**Try it:**
A verbatim reproduction of all the entries is needed.
- Opening Delimiter -
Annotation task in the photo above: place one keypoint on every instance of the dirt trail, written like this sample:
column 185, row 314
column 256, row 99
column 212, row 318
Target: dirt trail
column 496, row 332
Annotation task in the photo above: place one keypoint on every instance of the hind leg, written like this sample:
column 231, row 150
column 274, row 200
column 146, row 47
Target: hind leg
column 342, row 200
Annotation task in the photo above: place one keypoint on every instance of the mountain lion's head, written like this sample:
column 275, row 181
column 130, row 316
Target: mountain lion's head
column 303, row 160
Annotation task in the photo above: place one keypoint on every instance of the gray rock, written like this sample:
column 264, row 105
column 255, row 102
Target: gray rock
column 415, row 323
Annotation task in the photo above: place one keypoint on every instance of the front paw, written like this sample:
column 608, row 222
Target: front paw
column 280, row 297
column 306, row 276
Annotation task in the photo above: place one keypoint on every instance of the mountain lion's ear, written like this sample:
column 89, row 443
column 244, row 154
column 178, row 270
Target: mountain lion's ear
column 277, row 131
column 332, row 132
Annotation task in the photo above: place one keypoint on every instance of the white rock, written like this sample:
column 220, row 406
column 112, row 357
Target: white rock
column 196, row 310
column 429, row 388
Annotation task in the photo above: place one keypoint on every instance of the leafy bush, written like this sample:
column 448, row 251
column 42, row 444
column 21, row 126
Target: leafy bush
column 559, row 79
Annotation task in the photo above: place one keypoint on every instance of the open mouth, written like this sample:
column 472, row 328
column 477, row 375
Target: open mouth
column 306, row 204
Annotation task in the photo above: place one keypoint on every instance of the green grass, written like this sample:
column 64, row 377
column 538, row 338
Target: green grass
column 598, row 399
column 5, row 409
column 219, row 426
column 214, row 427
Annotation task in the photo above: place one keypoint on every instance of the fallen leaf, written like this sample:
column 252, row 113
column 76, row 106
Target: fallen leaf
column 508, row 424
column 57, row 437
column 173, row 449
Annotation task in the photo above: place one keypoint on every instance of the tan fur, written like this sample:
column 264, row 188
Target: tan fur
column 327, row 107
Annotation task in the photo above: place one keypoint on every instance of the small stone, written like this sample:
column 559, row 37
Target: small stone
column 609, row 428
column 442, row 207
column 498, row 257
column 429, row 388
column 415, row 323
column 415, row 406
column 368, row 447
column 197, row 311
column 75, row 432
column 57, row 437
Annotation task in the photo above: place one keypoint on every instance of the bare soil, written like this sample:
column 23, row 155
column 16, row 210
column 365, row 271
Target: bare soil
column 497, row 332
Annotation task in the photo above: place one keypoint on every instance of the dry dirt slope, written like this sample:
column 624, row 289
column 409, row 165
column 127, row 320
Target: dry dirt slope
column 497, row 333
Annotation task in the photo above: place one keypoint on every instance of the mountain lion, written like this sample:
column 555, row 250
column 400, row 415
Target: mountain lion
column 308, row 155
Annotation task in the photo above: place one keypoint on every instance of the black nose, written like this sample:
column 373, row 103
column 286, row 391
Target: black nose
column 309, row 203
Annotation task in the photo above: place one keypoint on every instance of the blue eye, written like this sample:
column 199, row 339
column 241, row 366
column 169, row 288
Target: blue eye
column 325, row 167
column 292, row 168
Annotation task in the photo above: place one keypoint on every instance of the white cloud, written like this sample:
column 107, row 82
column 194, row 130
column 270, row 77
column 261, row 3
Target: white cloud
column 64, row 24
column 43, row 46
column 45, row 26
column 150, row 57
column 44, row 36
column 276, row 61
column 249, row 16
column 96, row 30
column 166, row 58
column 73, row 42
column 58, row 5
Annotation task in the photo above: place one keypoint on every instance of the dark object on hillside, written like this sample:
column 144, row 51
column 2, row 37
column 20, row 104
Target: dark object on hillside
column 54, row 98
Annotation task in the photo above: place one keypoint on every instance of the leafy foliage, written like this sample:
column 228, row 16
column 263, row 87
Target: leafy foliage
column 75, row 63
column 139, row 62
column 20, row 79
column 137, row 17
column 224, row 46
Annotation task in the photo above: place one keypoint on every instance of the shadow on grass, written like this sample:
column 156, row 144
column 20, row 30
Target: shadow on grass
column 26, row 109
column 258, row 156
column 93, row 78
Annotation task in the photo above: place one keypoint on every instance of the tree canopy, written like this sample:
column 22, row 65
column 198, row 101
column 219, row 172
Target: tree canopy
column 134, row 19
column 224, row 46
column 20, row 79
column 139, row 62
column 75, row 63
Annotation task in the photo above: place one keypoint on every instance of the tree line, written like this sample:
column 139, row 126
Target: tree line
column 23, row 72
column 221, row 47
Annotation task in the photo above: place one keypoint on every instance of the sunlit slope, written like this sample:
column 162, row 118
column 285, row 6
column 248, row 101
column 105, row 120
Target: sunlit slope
- Closing Delimiter -
**Response:**
Annotation task in the photo above: place one keypoint on every instance of the dirt trail, written like this sample:
column 185, row 314
column 256, row 99
column 212, row 318
Target: dirt trail
column 496, row 332
Annotation task in the photo above: place one keypoint on every instance of the hind leg, written like this sample:
column 231, row 150
column 274, row 200
column 146, row 47
Target: hind leg
column 342, row 200
Annotation task in the photo above: place one keypoint on every instance of the mountain lion's head, written like this sample:
column 275, row 181
column 130, row 316
Target: mountain lion's head
column 303, row 160
Annotation task in the photo above: place one keypoint on every instance of the gray rock, written like this sample:
column 264, row 105
column 255, row 102
Target: gray rock
column 415, row 323
Annotation task in the photo above: place one keypoint on every instance of the front paw, written like this sample:
column 608, row 222
Target: front paw
column 280, row 297
column 306, row 276
Annotation task in the photo above: place one keypoint on every instance of the mountain lion's ear, written like this sample:
column 89, row 443
column 244, row 154
column 178, row 270
Target: mountain lion's ear
column 277, row 131
column 332, row 132
Annotation task in the photo above: place one keypoint on every instance of the white rock, written like this sample:
column 220, row 406
column 112, row 357
Target: white rock
column 196, row 310
column 429, row 388
Annotation task in the photo above: place one keypoint on every instance of the leafy bush, written like this sample:
column 448, row 251
column 42, row 444
column 21, row 126
Target: leafy bush
column 559, row 79
Annotation task in the photo above: place one keypoint on every instance of the open mouth, written like this sample:
column 472, row 328
column 477, row 375
Target: open mouth
column 306, row 204
Annotation task in the photo above: place one keypoint on every instance of the green grass, written like this sample:
column 64, row 377
column 538, row 338
Target: green grass
column 598, row 399
column 5, row 409
column 219, row 426
column 214, row 427
Annotation task in the photo above: place one keypoint on every instance of the fallen leaf, written like this sample:
column 252, row 113
column 76, row 106
Target: fallen leaf
column 508, row 424
column 57, row 437
column 173, row 449
Annotation task in the photo above: place one keypoint on every instance of the tan fur, written like this sample:
column 264, row 188
Target: tan fur
column 327, row 107
Annotation task in the photo above: place one keypoint on every instance of the small stone, written like this sample:
column 559, row 37
Target: small stone
column 609, row 428
column 442, row 207
column 498, row 257
column 429, row 388
column 415, row 323
column 415, row 406
column 368, row 447
column 197, row 311
column 75, row 432
column 57, row 437
Annotation task in the photo above: place one keypoint on every instance of the bare soil, written like this sample:
column 23, row 155
column 16, row 210
column 365, row 271
Target: bare soil
column 497, row 332
Annotation task in the photo above: place one keypoint on every instance of the dry dirt slope, written like this sample:
column 624, row 289
column 409, row 165
column 127, row 320
Target: dry dirt slope
column 497, row 333
Annotation task in the photo above: place one keypoint on every instance of the mountain lion, written like this sample:
column 555, row 250
column 400, row 415
Target: mountain lion
column 308, row 155
Annotation task in the photo above: place one keypoint on every instance of the black nose, written like this sample:
column 373, row 103
column 286, row 391
Target: black nose
column 309, row 203
Annotation task in the photo above: place one keypoint on every instance of the blue eye, written like this sample:
column 199, row 339
column 241, row 366
column 169, row 288
Target: blue eye
column 325, row 167
column 292, row 168
Annotation task in the photo above: place one keypoint on every instance of the white cloud, written like this sample:
column 107, row 82
column 194, row 130
column 270, row 77
column 261, row 3
Target: white cloud
column 64, row 24
column 43, row 46
column 45, row 26
column 150, row 57
column 44, row 36
column 276, row 61
column 249, row 16
column 96, row 30
column 166, row 58
column 73, row 42
column 58, row 5
Annotation task in the photo above: place one keypoint on every instance of the dark object on hillside, written like this sample:
column 144, row 51
column 2, row 37
column 20, row 104
Target: dark object on hillside
column 54, row 98
Annotation task in the photo above: place one keypoint on every instance of the leafy foliage, written like this sample:
column 228, row 16
column 263, row 87
Target: leafy foliage
column 75, row 63
column 139, row 62
column 20, row 79
column 137, row 17
column 224, row 46
Annotation task in the photo above: place one keypoint on every instance of the shadow on grass, written like this sample:
column 156, row 144
column 20, row 30
Target: shadow on grass
column 26, row 109
column 258, row 156
column 93, row 78
Annotation task in the photo above: place one keypoint on every instance of the tree canopy, written like this sample:
column 22, row 65
column 198, row 101
column 219, row 172
Target: tree canopy
column 134, row 19
column 224, row 46
column 20, row 79
column 139, row 62
column 75, row 63
Annotation task in the photo above: place one keypoint on every instance of the tree line, written like this sample:
column 139, row 126
Target: tree line
column 23, row 72
column 221, row 47
Annotation task in the photo above: place one keypoint on every instance of the sunlit slope, written like this sample:
column 162, row 118
column 285, row 6
column 248, row 101
column 105, row 120
Target: sunlit slope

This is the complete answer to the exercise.